**TASK INSTRUCTIONS**
From the article on the Vertebrate Genomes Project, extract the passage from "They applied this" up to and including "and cartilaginous fish.", word for word.

NEW YORK —The Vertebrate Genomes Project has generated near-complete genomes for more than two dozen vertebrate species.
The effort, which grew out of the Genome 10K project, aims to generate essentially gapless chromosome-scale reference genome assemblies for all existing vertebrate species. The first phase of the project is focusing on generating assemblies for one species from each of the 260 vertebrate orders. In 2018, researchers from the project released the first 15 vertebrate genomes they assembled, which included animals from all five vertebrate classes.
In a suite of new papers appearing in Nature and related journals, researchers from the VGP reported that they have now generated 25 high-quality vertebrate genomes and described the pipeline they developed to obtain them. Additionally, these new genome assemblies have enabled the researchers to uncover, for instance, previously unknown chromosomes among platypuses and zebra finch as well as home in on key differences between marmoset and human brain-related genes. These genomes could further help in the conservation of some species.
"We expect researchers to use the genomes for all areas of biology," Rockefeller University's Erich Jarvis, the VGP chair, said in an email. "They can access them from … public databases, including our GenomeArk."
To determine the best approach to generate near-complete genomes, Jarvis and his colleagues first evaluated various sequencing approaches and assembly methods using one species, the Anna's hummingbird, Calypte anna. They chose Anna's hummingbird to develop their pipeline as it has a small genome of about 1 Gb, is heterogametic, and it has a short-read sequencing-generated reference genome.
Following their benchmarking analysis, the researchers built an iterative assembly pipeline in which haplotype-separated long-read contigs are arranged on to scaffolds using linked reads, optical maps, and Hi-C data to place those contigs into the correct order and organize them into chromosomes. That process was then followed by gap filling, base call polishing, and manual curation.
They applied this pipeline to generate genome assemblies for 15 other vertebrate species representing the major vertebrate classes of mammals, birds, reptiles, amphibians, teleost fish, and cartilaginous fish.
For some species, these new assemblies changed what was known about their genomes. For platypus, the researchers identified 18 structural differences in 13 scaffolds between the new assembly and its previous Sanger sequencing-based reference and filled in a number of large gaps. They further identified eight additional chromosomes within the platypus genome and seven in the zebra finch genome.

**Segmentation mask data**
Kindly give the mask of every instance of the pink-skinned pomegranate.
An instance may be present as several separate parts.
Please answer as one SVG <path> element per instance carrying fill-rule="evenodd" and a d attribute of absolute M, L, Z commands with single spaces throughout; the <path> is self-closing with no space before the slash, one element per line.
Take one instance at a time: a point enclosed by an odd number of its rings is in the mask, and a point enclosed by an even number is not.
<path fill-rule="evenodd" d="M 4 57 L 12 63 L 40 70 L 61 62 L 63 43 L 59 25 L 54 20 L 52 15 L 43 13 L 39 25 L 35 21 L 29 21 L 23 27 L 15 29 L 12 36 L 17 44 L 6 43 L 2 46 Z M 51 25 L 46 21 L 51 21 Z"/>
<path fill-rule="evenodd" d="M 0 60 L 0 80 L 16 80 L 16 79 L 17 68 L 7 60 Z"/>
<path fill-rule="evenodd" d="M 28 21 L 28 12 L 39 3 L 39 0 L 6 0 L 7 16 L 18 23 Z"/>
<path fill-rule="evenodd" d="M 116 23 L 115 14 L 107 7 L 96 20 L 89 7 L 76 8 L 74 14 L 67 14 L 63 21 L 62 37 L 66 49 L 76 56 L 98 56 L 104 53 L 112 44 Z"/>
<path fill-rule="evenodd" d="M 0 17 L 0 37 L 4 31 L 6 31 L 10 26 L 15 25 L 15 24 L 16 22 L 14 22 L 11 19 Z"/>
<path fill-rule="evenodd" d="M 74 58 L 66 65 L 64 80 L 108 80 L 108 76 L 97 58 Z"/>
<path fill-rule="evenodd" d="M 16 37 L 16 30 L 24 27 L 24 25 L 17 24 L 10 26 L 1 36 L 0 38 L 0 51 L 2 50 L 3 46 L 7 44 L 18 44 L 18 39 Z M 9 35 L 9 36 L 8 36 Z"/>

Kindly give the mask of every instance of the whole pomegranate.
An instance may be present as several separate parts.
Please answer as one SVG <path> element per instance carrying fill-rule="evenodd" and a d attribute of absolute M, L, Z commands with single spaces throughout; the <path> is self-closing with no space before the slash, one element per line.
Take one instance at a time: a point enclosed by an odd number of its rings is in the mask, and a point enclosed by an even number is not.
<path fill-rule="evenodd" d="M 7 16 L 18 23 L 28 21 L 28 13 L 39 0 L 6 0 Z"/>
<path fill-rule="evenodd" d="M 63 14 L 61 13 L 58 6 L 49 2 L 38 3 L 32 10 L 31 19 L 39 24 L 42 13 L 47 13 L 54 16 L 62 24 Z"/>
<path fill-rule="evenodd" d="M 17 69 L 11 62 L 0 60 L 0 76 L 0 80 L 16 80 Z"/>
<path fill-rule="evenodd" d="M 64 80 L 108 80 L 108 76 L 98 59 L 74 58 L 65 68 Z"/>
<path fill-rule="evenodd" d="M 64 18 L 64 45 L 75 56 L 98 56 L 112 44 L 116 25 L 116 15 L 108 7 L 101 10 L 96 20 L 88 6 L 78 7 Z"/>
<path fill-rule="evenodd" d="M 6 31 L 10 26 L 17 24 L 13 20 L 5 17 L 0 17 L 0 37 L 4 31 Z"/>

**SOLUTION FOR THIS TASK**
They applied this pipeline to generate genome assemblies for 15 other vertebrate species representing the major vertebrate classes of mammals, birds, reptiles, amphibians, teleost fish, and cartilaginous fish.